**What the exercise asks**
Whenever a line in the records below contains "handle", pick it out.

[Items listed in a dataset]
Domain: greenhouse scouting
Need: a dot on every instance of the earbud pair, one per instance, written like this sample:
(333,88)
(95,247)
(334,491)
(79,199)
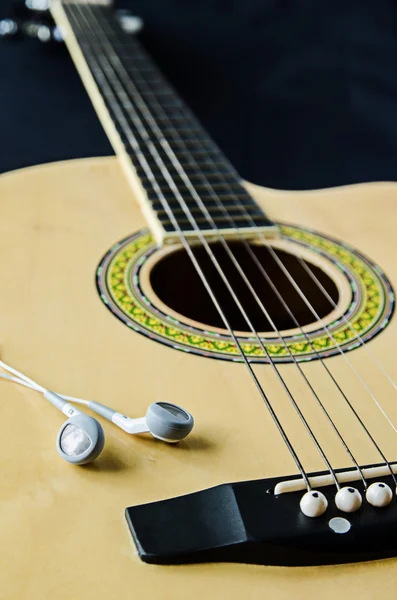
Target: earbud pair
(81,438)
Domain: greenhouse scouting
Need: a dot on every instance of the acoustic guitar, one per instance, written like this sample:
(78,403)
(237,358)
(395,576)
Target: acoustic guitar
(161,276)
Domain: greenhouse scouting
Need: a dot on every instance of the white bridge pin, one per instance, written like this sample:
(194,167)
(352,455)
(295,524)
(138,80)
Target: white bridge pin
(313,504)
(348,499)
(379,494)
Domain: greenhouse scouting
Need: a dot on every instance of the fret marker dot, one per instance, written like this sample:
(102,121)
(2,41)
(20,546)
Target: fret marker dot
(339,525)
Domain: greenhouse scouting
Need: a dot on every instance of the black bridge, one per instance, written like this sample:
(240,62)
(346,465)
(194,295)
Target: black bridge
(245,522)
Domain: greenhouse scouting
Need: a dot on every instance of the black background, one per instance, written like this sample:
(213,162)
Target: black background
(299,94)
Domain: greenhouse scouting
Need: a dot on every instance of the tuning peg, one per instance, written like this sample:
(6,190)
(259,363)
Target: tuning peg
(8,28)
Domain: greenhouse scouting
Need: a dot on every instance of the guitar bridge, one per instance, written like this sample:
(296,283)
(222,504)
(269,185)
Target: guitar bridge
(246,522)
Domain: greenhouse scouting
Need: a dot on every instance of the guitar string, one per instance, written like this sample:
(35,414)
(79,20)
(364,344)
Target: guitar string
(198,200)
(215,196)
(231,170)
(363,343)
(123,75)
(107,90)
(142,160)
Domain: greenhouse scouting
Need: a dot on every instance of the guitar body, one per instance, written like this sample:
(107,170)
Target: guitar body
(63,529)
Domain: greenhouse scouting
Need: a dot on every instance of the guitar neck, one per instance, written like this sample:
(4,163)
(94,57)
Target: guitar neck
(184,183)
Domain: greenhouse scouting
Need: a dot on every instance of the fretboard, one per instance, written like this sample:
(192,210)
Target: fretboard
(183,181)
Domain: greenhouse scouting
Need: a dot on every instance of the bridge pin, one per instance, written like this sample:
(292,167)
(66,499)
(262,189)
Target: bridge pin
(313,504)
(379,494)
(348,499)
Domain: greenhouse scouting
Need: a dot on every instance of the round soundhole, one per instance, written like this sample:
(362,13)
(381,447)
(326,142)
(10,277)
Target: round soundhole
(177,284)
(338,301)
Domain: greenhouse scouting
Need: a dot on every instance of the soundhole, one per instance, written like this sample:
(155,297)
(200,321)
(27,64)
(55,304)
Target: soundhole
(178,285)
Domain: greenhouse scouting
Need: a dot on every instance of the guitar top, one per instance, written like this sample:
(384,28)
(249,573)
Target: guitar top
(223,355)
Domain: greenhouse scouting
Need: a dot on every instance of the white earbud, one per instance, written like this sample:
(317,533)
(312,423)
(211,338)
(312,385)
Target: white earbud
(167,422)
(81,438)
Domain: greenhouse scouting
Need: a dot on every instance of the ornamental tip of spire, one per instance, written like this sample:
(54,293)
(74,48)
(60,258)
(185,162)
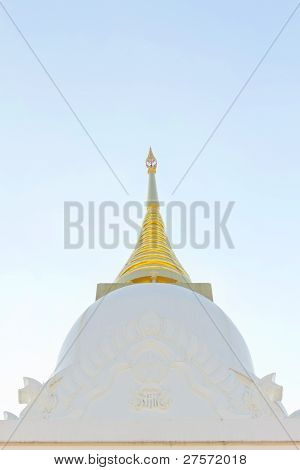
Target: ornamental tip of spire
(151,162)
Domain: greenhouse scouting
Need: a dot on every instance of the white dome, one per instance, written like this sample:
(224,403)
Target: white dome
(150,348)
(157,307)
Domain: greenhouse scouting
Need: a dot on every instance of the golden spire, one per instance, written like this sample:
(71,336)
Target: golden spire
(153,259)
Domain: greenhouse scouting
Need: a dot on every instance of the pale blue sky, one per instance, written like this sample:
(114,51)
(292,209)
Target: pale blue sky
(140,73)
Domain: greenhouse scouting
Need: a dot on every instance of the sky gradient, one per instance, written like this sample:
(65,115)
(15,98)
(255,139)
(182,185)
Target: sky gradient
(140,74)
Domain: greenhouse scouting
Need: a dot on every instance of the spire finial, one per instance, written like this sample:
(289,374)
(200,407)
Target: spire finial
(151,162)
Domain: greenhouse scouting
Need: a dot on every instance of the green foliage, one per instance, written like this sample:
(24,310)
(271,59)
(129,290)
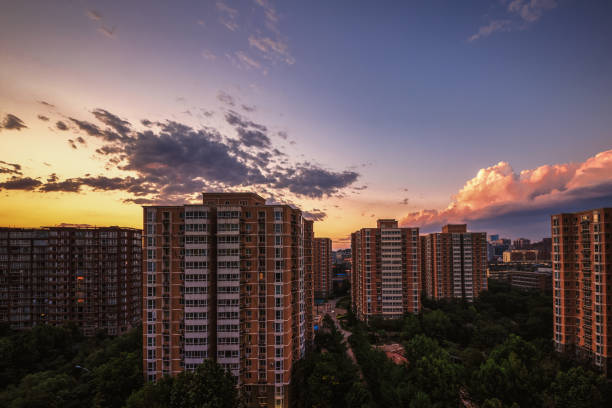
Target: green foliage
(57,366)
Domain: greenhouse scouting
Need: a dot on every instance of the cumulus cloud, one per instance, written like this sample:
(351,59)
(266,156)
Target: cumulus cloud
(520,13)
(498,191)
(12,122)
(226,98)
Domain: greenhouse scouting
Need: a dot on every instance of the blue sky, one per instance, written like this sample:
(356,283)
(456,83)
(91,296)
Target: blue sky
(411,98)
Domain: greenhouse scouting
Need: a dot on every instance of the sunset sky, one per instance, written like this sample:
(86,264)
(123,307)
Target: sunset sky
(496,113)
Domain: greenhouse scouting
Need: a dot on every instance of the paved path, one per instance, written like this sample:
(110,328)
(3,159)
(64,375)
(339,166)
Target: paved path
(345,333)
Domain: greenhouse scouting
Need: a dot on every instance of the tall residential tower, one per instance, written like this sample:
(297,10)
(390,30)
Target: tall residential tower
(385,280)
(225,280)
(582,274)
(454,263)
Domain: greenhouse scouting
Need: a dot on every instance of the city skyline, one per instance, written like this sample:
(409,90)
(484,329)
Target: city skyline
(494,114)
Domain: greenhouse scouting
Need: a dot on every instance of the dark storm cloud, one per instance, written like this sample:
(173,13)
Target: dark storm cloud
(61,125)
(20,183)
(12,122)
(171,162)
(315,214)
(10,168)
(120,126)
(313,181)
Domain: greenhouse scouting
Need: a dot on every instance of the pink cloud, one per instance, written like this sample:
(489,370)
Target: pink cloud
(499,190)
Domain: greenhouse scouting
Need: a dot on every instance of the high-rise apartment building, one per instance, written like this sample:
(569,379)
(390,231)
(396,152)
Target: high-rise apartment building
(226,280)
(309,280)
(582,271)
(322,261)
(454,263)
(56,275)
(385,280)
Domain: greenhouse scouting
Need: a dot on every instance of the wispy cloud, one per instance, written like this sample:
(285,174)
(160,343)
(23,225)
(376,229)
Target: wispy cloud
(209,55)
(228,16)
(94,15)
(275,50)
(519,14)
(493,26)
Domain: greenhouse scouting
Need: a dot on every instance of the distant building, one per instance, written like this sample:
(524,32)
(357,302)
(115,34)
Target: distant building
(454,263)
(540,279)
(86,275)
(521,243)
(521,255)
(582,267)
(322,268)
(385,276)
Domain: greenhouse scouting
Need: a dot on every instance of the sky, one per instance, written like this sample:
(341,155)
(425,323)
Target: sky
(495,113)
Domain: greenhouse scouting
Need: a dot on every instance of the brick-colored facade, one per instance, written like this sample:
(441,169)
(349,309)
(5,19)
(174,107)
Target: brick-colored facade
(454,263)
(226,280)
(582,267)
(385,279)
(322,268)
(56,275)
(309,280)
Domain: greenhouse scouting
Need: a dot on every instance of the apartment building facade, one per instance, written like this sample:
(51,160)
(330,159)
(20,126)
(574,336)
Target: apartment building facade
(454,263)
(309,280)
(582,267)
(226,280)
(89,276)
(322,267)
(385,279)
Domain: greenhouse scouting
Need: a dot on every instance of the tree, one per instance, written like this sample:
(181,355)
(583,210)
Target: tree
(577,388)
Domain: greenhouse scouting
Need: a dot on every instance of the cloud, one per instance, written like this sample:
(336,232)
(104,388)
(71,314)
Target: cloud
(108,32)
(170,162)
(531,10)
(10,168)
(228,16)
(315,214)
(226,98)
(313,181)
(242,60)
(20,183)
(499,193)
(12,122)
(235,119)
(492,27)
(521,13)
(61,125)
(272,49)
(94,15)
(119,125)
(209,55)
(254,138)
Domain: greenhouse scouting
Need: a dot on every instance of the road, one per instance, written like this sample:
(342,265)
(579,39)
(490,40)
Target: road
(331,309)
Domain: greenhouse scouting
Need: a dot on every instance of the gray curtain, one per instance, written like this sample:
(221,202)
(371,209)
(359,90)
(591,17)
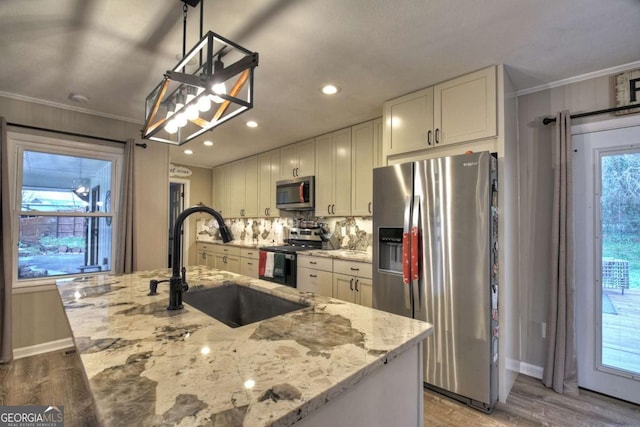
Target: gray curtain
(6,250)
(560,370)
(125,257)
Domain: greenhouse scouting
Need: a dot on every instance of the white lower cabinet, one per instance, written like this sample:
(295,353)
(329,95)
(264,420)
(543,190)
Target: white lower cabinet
(352,282)
(345,280)
(315,274)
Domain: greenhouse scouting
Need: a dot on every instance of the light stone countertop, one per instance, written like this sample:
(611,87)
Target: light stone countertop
(149,366)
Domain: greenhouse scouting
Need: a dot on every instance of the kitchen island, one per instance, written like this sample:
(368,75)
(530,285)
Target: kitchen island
(332,362)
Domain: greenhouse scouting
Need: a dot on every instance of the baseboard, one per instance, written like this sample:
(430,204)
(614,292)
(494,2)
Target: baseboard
(531,370)
(19,353)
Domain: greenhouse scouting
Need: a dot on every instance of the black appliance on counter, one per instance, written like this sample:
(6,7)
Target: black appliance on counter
(278,264)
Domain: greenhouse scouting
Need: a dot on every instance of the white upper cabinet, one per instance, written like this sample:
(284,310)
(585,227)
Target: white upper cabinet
(465,108)
(333,174)
(220,187)
(243,198)
(365,145)
(459,110)
(408,122)
(298,159)
(268,174)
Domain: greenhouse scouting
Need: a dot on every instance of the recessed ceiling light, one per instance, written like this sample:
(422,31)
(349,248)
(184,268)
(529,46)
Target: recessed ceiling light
(330,89)
(78,97)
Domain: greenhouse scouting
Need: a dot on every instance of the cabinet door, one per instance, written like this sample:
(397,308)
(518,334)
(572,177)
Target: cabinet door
(408,123)
(251,187)
(237,189)
(268,174)
(465,108)
(333,170)
(221,190)
(363,158)
(364,291)
(341,172)
(289,161)
(324,175)
(343,287)
(306,157)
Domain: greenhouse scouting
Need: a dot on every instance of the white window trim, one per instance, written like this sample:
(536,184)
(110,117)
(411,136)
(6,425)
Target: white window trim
(18,142)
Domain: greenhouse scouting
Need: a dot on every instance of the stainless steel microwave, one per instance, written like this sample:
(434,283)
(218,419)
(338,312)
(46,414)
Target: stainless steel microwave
(296,194)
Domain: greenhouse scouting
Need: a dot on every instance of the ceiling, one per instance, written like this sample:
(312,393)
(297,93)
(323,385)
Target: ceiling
(115,52)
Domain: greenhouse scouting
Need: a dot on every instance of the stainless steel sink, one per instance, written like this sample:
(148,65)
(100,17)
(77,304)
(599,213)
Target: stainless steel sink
(236,305)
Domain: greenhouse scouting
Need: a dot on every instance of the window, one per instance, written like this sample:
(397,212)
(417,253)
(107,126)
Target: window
(65,214)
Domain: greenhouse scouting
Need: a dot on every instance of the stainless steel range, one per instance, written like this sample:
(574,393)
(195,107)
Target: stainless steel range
(278,263)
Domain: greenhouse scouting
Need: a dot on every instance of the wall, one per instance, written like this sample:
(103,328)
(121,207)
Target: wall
(38,317)
(536,190)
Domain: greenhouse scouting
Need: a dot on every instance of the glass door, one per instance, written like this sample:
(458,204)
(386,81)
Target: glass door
(607,260)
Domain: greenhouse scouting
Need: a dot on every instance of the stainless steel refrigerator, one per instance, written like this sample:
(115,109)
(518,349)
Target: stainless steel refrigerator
(435,259)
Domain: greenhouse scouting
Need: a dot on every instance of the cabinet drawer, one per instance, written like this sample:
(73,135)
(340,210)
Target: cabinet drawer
(318,263)
(352,268)
(205,247)
(316,281)
(226,250)
(249,267)
(250,253)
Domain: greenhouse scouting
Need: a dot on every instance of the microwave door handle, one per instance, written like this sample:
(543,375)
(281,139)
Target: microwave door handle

**Exercise solution**
Need: a dot on every instance of the microwave door handle, one per instance, written like this sample:
Target: microwave door handle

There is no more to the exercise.